***** Dataset excerpts

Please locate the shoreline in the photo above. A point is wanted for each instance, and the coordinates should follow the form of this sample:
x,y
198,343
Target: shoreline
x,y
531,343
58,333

**********

**Stated exercise**
Could you reproduce the material above word for word, keeping every line as it appears?

**Response to this task**
Please locate the shoreline in the photo above. A point is wanted for each instance, and the coordinates should follow the form of this sample:
x,y
198,343
Target: shoreline
x,y
531,343
58,333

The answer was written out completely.